■ WHAT IS BEING ASKED
Return every line of the material exactly.

[Source data]
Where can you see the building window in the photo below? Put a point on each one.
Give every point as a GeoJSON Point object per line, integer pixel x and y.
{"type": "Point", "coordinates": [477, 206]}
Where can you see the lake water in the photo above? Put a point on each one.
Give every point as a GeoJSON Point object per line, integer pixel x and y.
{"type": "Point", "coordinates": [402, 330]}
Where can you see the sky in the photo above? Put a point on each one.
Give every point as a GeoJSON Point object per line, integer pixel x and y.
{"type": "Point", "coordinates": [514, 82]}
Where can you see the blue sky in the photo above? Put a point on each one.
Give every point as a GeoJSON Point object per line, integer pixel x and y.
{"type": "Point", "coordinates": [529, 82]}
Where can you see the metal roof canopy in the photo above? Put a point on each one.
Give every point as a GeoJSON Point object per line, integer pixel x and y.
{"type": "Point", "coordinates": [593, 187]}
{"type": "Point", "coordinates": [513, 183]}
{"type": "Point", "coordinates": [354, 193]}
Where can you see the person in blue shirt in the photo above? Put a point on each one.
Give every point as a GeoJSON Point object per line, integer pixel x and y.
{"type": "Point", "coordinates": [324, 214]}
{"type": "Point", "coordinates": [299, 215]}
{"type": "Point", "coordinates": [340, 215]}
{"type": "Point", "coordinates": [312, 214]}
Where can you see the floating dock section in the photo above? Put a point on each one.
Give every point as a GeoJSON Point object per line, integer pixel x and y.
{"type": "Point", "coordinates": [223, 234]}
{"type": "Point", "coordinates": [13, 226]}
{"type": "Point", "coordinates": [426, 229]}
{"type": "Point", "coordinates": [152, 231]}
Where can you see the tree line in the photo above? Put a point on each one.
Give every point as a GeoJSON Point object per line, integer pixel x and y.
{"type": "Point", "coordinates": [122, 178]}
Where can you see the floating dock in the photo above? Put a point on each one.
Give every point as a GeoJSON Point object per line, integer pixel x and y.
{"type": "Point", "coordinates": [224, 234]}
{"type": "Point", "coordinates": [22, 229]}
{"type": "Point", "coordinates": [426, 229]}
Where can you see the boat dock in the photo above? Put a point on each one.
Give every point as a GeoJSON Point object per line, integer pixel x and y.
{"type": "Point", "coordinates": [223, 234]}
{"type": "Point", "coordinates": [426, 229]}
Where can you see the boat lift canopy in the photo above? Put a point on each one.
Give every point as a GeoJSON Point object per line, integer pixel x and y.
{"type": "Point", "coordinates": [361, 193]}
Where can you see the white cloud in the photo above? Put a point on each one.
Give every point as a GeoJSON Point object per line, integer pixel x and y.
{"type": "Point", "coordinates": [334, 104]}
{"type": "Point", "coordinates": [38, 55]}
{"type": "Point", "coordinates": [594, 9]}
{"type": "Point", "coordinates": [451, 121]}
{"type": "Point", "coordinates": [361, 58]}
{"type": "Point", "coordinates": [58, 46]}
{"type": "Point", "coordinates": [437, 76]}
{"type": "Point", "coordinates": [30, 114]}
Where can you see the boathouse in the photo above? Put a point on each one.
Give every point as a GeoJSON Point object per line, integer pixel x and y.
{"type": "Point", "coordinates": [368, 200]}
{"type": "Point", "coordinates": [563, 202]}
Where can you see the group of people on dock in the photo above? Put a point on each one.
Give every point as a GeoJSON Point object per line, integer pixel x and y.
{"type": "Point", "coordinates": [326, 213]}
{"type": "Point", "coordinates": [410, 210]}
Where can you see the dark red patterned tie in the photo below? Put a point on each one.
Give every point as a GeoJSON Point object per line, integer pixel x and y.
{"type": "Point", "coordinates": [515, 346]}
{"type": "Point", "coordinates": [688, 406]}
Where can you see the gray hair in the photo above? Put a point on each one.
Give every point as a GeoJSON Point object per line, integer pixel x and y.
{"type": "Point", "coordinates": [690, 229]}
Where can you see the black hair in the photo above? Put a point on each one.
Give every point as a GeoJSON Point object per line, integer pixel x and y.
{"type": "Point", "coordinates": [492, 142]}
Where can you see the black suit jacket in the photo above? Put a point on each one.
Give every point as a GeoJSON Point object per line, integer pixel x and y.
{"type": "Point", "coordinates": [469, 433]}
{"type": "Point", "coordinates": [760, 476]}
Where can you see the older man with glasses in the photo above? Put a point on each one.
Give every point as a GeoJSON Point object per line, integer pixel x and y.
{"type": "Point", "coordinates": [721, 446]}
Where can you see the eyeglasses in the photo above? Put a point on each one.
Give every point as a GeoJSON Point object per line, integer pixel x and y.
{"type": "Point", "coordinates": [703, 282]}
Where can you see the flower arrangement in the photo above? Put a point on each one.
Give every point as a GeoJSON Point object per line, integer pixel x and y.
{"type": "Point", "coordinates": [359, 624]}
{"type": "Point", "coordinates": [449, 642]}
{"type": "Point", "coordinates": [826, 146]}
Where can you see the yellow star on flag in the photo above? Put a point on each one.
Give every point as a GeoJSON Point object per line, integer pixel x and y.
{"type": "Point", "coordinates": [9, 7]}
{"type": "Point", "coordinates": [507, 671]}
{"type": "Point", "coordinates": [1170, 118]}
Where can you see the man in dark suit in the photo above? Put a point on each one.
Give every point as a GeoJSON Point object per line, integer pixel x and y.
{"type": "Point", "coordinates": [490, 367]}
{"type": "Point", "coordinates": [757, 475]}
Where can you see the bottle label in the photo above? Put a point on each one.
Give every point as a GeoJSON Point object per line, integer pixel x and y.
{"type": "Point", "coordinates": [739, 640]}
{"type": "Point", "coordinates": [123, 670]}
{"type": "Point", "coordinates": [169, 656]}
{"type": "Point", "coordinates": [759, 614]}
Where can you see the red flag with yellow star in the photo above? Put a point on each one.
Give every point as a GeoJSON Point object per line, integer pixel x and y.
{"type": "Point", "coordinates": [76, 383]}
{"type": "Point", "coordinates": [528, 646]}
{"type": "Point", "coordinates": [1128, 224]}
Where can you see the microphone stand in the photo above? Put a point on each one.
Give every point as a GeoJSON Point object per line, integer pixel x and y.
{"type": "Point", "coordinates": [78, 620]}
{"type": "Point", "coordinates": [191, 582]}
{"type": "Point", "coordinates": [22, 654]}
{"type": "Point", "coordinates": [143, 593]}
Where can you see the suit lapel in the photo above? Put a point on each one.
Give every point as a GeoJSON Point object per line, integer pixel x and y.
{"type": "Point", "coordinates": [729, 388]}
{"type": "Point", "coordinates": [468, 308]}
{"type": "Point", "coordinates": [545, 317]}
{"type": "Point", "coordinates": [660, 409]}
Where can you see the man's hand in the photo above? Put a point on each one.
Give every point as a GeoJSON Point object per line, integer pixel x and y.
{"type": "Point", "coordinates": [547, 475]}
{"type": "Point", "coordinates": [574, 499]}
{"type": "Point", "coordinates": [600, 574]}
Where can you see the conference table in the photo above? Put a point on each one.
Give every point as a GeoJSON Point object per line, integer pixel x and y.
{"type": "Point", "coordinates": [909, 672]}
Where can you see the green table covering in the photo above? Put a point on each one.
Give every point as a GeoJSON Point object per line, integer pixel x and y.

■ SOLUTION TO THE PROBLEM
Where can you see the building window in the photo below? Put a point on each one.
Give every point as a GeoJSON Point object per line, integer pixel x and y.
{"type": "Point", "coordinates": [477, 206]}
Where can you see the lake water in the photo above? Put a point on each one.
Give every point as a GeoJSON Point object per line, integer pixel x and y.
{"type": "Point", "coordinates": [402, 330]}
Where can you see the sky in the photo above? Put a point on each one.
Give every point as a GeoJSON Point object per line, integer pixel x and y.
{"type": "Point", "coordinates": [514, 82]}
Where can you see the blue sky in the photo above? Put a point on each one.
Give every point as a GeoJSON Point object per line, integer pixel x and y.
{"type": "Point", "coordinates": [529, 82]}
Where can you see the metal roof canopy in the photo above? Put a point on each one.
Give every point as a GeoJSON Point object per line, integer pixel x and y.
{"type": "Point", "coordinates": [593, 187]}
{"type": "Point", "coordinates": [513, 183]}
{"type": "Point", "coordinates": [354, 193]}
Where can you see the person in blue shirt in the photo above? Put a point on each one.
Give every point as a GeoJSON Point object per line, integer pixel x and y.
{"type": "Point", "coordinates": [324, 214]}
{"type": "Point", "coordinates": [299, 215]}
{"type": "Point", "coordinates": [340, 215]}
{"type": "Point", "coordinates": [312, 214]}
Where can you see the floating dock section in the photo above? Put a point on each one.
Give every point as a GeoJSON Point object per line, integer pixel x and y.
{"type": "Point", "coordinates": [223, 234]}
{"type": "Point", "coordinates": [13, 226]}
{"type": "Point", "coordinates": [426, 229]}
{"type": "Point", "coordinates": [152, 231]}
Where can you see the tree line in the photo above? Put a point on each one.
Give every point as a GeoJSON Point object per line, integer pixel x and y.
{"type": "Point", "coordinates": [122, 178]}
Where can you see the floating dock in the photo above? Put a point on each one.
Give every point as a GeoJSON Point object per line, integer pixel x and y.
{"type": "Point", "coordinates": [224, 234]}
{"type": "Point", "coordinates": [22, 229]}
{"type": "Point", "coordinates": [426, 229]}
Where can you see the boat dock in the photo above? Put a point on each one.
Give every point as a GeoJSON Point object per line, integer pixel x and y.
{"type": "Point", "coordinates": [223, 234]}
{"type": "Point", "coordinates": [426, 229]}
Where can you see the boat lift canopy in the photo above? Put a point on each one.
Give every point as a GeoJSON Point object per line, integer pixel x and y.
{"type": "Point", "coordinates": [361, 193]}
Where can you see the white cloud in the photo above? Put a point on each one.
Give every point as a GeoJSON Point object per line, integer pixel x and y.
{"type": "Point", "coordinates": [334, 104]}
{"type": "Point", "coordinates": [38, 55]}
{"type": "Point", "coordinates": [594, 9]}
{"type": "Point", "coordinates": [451, 121]}
{"type": "Point", "coordinates": [361, 58]}
{"type": "Point", "coordinates": [58, 46]}
{"type": "Point", "coordinates": [437, 76]}
{"type": "Point", "coordinates": [30, 114]}
Where can you see the boathouse in the photo above? Put a point on each one.
Give every point as a GeoJSON Point object per line, integer pixel x and y.
{"type": "Point", "coordinates": [368, 200]}
{"type": "Point", "coordinates": [563, 202]}
Where can you see the group of people on dock in the photo above? Put a point on each one.
Give every point as a GeoJSON Point object per line, integer pixel x and y.
{"type": "Point", "coordinates": [326, 213]}
{"type": "Point", "coordinates": [410, 210]}
Where can you see the dark red patterned tie in the photo below? Put a point on each one.
Give every point as a GeoJSON Point object per line, integer pixel x and y.
{"type": "Point", "coordinates": [515, 346]}
{"type": "Point", "coordinates": [688, 406]}
Where can you see the gray hair in the photo above? Put a point on each one.
Give every point as a GeoJSON Point object per line, integer pixel x and y.
{"type": "Point", "coordinates": [690, 229]}
Where can you see the black hair in the photo above? Put a point on each one.
Give every point as a GeoJSON Point object per line, integer pixel x and y.
{"type": "Point", "coordinates": [492, 142]}
Where can you see the black suit jacket in the photo above? Put a point on each one.
Give every point as a GeoJSON Point object per line, integer pixel x and y.
{"type": "Point", "coordinates": [469, 433]}
{"type": "Point", "coordinates": [760, 476]}
Where can you see the older man with glasses in the photo above? Put a point on each one.
Give every point as a GeoJSON Point object per line, integer pixel x and y.
{"type": "Point", "coordinates": [721, 446]}
Where can you see the eyeglasses in the photo above? Put a point on each one.
Give every point as a GeoJSON Point object per line, integer pixel x and y.
{"type": "Point", "coordinates": [703, 282]}
Where can you see the flower arrangement in the photo above? Put a point on each one.
Give every point as a GeoJSON Point object per line, integer pixel x and y.
{"type": "Point", "coordinates": [359, 624]}
{"type": "Point", "coordinates": [449, 642]}
{"type": "Point", "coordinates": [826, 146]}
Where can you see the yellow star on flag in the photo above? Put a point on each one.
Give every point as a GeoJSON Point object per line, integer pixel x and y.
{"type": "Point", "coordinates": [9, 7]}
{"type": "Point", "coordinates": [507, 671]}
{"type": "Point", "coordinates": [1170, 118]}
Where can you see the man in dark suit in the photo above? Put a point on each one.
Give every point as a GeoJSON Point object per line, integer pixel x and y.
{"type": "Point", "coordinates": [490, 367]}
{"type": "Point", "coordinates": [757, 475]}
Where can you see the bottle label in the photo above? Put a point on each one.
Give every point as a GeoJSON Point object per line, integer pixel x and y.
{"type": "Point", "coordinates": [739, 640]}
{"type": "Point", "coordinates": [123, 670]}
{"type": "Point", "coordinates": [169, 656]}
{"type": "Point", "coordinates": [759, 614]}
Where can you see the red flag with yellow star in the photo above? Put a point on each one.
Give every point as a GeoJSON Point object per line, integer pixel x and y.
{"type": "Point", "coordinates": [76, 383]}
{"type": "Point", "coordinates": [528, 646]}
{"type": "Point", "coordinates": [1128, 224]}
Where can you see the microphone stand in the photo above? Put a point on each one.
Give every point as a GeoJSON Point object per line, integer pixel x and y.
{"type": "Point", "coordinates": [78, 620]}
{"type": "Point", "coordinates": [191, 582]}
{"type": "Point", "coordinates": [22, 654]}
{"type": "Point", "coordinates": [143, 593]}
Where can you see the suit lapel in the photo above? Put a point on each one.
Give every point as a GeoJSON Point object per line, integer pixel x and y.
{"type": "Point", "coordinates": [729, 388]}
{"type": "Point", "coordinates": [468, 308]}
{"type": "Point", "coordinates": [545, 317]}
{"type": "Point", "coordinates": [660, 409]}
Where can you see the man's hand in the photo above? Put a point on each one.
Give every point as a GeoJSON Point object per line, integer pixel x and y.
{"type": "Point", "coordinates": [547, 475]}
{"type": "Point", "coordinates": [574, 499]}
{"type": "Point", "coordinates": [600, 574]}
Where can you see the conference table in the photo above? Put a point on each one.
Give every point as a GeoJSON Point object per line, integer pixel x and y.
{"type": "Point", "coordinates": [909, 672]}
Where can you see the green table covering in the photo above? Put a point on each one.
Give every point as a GeoJSON Point object per line, integer pixel x and y.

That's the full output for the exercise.